**Set problem 1**
Translate this sentence from the interview about Aimcare into French: "We hope to spread our work across Africa."

**Excerpt to read**
So far in Lagos we have done programs in Igando and Ajah. We do not intend to stop in Lagos and we do not intend to stop in Nigeria. We hope to spread our work across Africa.

What is the biggest challenge Aimcare has faced so far?

That would be financial constraints. Planning and executing these outreaches are cash demanding and sometimes we come up short.

We are hoping that our work would attract the likes of UNICEF, USAID including well to do individuals to partner with us. It would go miles in helping us achieve our objectives.

Do you work with or have you, at some point, worked with the Ministry of Health?

Well, we are currently in talks with the Lagos State Ministry of Health. We want them to be directly involved in our Hygiene for Every Child Symposium coming up in October.

However, to be able to get access to schools and students we have had to work with the Ministry of Education. We even had the Permanent Secretary of the Ministry of Education, Akwa Ibom State, at the time, attend one of our events in Uyo.

Any upcoming campaign?

We have an up coming event scheduled for the 12th of October 2017 in celebration of the Global Hand-Washing Day. It is going to be a Hygiene Symposium for about 1000 students from public secondary schools in Lagos State.

We have a number of other events lined up after this including an outreach for Women in an indigent community.

**Data provided**
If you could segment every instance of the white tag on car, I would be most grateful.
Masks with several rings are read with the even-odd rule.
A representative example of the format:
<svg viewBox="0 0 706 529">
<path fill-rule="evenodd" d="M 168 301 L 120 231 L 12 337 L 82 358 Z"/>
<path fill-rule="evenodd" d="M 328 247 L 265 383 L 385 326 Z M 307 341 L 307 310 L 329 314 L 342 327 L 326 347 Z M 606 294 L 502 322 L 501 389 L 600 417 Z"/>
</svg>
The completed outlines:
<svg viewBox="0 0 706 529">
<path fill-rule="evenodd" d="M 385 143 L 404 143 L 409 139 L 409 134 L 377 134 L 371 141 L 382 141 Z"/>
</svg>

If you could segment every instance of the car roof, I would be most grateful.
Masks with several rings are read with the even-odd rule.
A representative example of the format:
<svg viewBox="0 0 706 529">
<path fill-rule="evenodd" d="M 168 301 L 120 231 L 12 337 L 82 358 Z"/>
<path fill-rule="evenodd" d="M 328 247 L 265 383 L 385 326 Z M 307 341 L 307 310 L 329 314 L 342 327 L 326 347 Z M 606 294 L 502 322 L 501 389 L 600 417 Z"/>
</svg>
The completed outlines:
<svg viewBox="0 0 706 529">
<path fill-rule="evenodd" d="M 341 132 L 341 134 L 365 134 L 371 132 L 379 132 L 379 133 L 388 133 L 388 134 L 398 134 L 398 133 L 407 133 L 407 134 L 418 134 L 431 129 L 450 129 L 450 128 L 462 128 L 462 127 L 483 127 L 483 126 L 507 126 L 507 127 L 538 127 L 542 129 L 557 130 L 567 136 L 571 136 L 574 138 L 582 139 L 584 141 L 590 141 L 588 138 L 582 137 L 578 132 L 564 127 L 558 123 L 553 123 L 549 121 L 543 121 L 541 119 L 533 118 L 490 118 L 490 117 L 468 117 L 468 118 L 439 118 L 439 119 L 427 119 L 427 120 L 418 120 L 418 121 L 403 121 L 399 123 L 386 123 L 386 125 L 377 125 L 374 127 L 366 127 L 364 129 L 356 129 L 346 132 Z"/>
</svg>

**Set problem 2**
Put every line of the two records above into a JSON list of strings, one string per line, leaving out blank lines.

**Exercise output 1**
Nous espérons étendre notre travail à toute l'Afrique.

**Exercise output 2**
[
  "If you could segment every instance of the white tag on car, I would be most grateful.",
  "Masks with several rings are read with the even-odd rule.",
  "A representative example of the format:",
  "<svg viewBox=\"0 0 706 529\">",
  "<path fill-rule=\"evenodd\" d=\"M 168 301 L 120 231 L 12 337 L 82 358 Z\"/>",
  "<path fill-rule=\"evenodd\" d=\"M 328 247 L 265 383 L 385 326 Z M 307 341 L 307 310 L 329 314 L 342 327 L 326 347 Z M 606 294 L 502 322 L 501 389 L 600 417 Z\"/>",
  "</svg>",
  "The completed outlines:",
  "<svg viewBox=\"0 0 706 529\">",
  "<path fill-rule=\"evenodd\" d=\"M 385 143 L 404 143 L 409 139 L 409 134 L 377 134 L 371 141 L 382 141 Z\"/>",
  "</svg>",
  "If you could segment every instance of the car roof, I would be most grateful.",
  "Masks with several rings are read with the even-odd rule.",
  "A representative example of the format:",
  "<svg viewBox=\"0 0 706 529\">",
  "<path fill-rule=\"evenodd\" d=\"M 168 301 L 120 231 L 12 337 L 82 358 Z\"/>",
  "<path fill-rule=\"evenodd\" d=\"M 328 247 L 265 383 L 385 326 Z M 307 341 L 307 310 L 329 314 L 342 327 L 326 347 Z M 606 294 L 502 322 L 501 389 L 600 417 Z\"/>",
  "</svg>",
  "The completed outlines:",
  "<svg viewBox=\"0 0 706 529\">",
  "<path fill-rule=\"evenodd\" d=\"M 341 132 L 341 134 L 365 134 L 371 132 L 379 132 L 379 133 L 388 133 L 388 134 L 398 134 L 398 133 L 407 133 L 407 134 L 418 134 L 431 129 L 450 129 L 450 128 L 462 128 L 462 127 L 483 127 L 483 126 L 507 126 L 507 127 L 538 127 L 542 129 L 557 130 L 567 136 L 571 136 L 574 138 L 582 139 L 584 141 L 590 141 L 588 138 L 582 137 L 578 132 L 564 127 L 558 123 L 553 123 L 549 121 L 543 121 L 541 119 L 533 118 L 490 118 L 490 117 L 468 117 L 468 118 L 439 118 L 439 119 L 427 119 L 427 120 L 418 120 L 418 121 L 403 121 L 399 123 L 386 123 L 386 125 L 377 125 L 374 127 L 366 127 L 364 129 L 356 129 L 346 132 Z\"/>",
  "</svg>"
]